== Segment start ==
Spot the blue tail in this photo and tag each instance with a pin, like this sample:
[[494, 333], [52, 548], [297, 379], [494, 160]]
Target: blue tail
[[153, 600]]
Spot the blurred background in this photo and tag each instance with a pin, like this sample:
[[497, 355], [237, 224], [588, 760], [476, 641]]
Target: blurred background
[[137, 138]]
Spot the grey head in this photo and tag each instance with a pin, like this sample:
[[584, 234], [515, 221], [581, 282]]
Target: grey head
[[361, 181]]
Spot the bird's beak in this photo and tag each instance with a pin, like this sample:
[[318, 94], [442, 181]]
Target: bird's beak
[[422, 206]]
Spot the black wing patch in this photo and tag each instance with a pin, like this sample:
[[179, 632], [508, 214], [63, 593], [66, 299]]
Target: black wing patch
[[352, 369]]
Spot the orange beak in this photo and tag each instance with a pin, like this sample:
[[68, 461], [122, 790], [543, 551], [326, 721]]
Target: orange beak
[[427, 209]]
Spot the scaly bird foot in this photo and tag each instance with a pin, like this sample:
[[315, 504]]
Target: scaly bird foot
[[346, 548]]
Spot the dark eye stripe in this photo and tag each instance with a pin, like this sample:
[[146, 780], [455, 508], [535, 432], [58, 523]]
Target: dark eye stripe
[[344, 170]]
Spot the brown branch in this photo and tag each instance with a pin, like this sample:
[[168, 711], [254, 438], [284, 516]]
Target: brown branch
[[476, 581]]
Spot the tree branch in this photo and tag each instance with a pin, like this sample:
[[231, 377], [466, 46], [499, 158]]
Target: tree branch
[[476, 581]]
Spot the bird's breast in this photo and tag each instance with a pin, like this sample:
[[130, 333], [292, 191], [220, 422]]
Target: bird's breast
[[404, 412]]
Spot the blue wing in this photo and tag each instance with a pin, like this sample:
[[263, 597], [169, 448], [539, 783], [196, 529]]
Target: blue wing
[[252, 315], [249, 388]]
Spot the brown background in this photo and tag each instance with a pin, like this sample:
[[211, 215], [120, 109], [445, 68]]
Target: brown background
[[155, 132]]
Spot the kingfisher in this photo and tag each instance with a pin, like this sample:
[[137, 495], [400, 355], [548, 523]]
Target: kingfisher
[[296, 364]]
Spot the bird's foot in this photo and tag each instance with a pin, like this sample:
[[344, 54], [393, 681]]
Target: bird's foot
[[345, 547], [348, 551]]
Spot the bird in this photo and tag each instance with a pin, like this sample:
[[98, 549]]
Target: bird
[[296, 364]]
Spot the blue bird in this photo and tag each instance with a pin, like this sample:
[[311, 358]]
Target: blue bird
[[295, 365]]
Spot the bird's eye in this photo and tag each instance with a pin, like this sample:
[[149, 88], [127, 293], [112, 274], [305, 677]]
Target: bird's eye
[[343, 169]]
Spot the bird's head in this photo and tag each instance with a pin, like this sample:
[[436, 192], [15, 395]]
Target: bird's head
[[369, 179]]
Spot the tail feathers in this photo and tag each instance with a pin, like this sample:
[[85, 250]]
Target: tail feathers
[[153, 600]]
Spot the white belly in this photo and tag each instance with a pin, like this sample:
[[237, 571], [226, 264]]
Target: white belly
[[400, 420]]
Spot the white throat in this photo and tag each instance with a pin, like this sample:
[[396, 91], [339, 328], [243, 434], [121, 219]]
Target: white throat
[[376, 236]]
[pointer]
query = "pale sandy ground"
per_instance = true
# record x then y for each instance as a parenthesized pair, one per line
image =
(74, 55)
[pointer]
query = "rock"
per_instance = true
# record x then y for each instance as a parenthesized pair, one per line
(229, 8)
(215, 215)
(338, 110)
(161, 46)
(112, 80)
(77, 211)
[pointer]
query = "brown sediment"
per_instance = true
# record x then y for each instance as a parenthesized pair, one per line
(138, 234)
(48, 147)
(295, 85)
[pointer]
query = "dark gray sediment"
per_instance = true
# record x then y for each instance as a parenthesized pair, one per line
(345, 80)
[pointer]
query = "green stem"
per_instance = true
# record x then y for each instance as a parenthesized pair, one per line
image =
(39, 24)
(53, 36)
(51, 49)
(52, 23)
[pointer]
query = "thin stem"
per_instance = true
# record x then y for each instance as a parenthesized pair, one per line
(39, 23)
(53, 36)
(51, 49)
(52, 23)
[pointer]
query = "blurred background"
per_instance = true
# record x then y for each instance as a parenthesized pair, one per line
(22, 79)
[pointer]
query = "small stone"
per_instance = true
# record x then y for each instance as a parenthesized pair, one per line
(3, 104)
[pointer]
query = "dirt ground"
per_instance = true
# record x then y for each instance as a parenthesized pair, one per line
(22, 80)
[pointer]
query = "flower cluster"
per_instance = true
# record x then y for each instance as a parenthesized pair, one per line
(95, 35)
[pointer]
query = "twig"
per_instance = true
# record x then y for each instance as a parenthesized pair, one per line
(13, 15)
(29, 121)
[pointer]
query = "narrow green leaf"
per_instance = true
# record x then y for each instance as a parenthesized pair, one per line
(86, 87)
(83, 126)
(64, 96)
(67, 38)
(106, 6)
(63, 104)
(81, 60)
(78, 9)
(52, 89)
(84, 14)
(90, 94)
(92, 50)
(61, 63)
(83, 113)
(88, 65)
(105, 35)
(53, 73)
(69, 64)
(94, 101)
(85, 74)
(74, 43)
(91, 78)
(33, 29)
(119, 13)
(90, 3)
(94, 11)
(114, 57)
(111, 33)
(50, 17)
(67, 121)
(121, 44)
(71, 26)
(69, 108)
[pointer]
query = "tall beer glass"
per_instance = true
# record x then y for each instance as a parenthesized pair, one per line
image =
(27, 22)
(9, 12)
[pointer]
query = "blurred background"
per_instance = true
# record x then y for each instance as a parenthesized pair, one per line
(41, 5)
== Segment end ==
--- Activity ---
Give the number of lines in the listing above that contain the word "green", with no other text.

--- Answer box ---
2